[Saved entries]
►

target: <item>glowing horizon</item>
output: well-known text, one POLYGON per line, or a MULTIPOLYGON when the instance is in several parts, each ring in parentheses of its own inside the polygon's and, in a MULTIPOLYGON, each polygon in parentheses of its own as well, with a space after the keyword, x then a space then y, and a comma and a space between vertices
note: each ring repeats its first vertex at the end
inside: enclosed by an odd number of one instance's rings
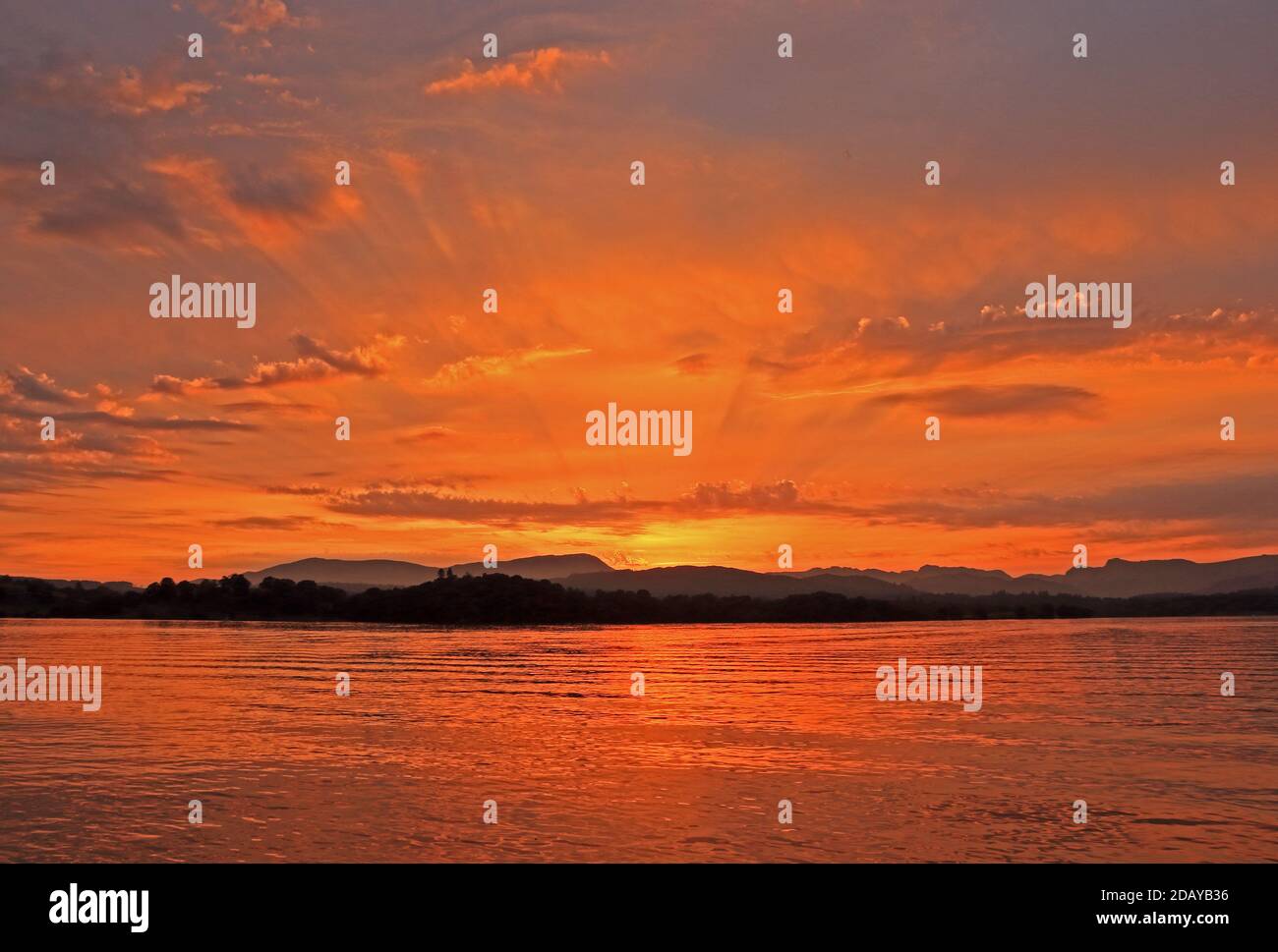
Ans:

◄

WRITTEN PROBLEM:
Transcribe every line of the entries above word for word, omitting the picture.

RESULT:
target: <item>glowing horizon</item>
output: well-known text, one POLYGON per line, or a MULTIPOLYGON when the instance is in several parts, each ring in parentheses of its own inside the polygon's and, in a MULTIPOLYGON, each polygon in parentheses of its own as well, with a space after the keyword, x then a space then y, and a comma and a space between vertices
note: each ring repeats its first vertex at the end
inside: enclosed by an odd number of one instance's rings
Ans:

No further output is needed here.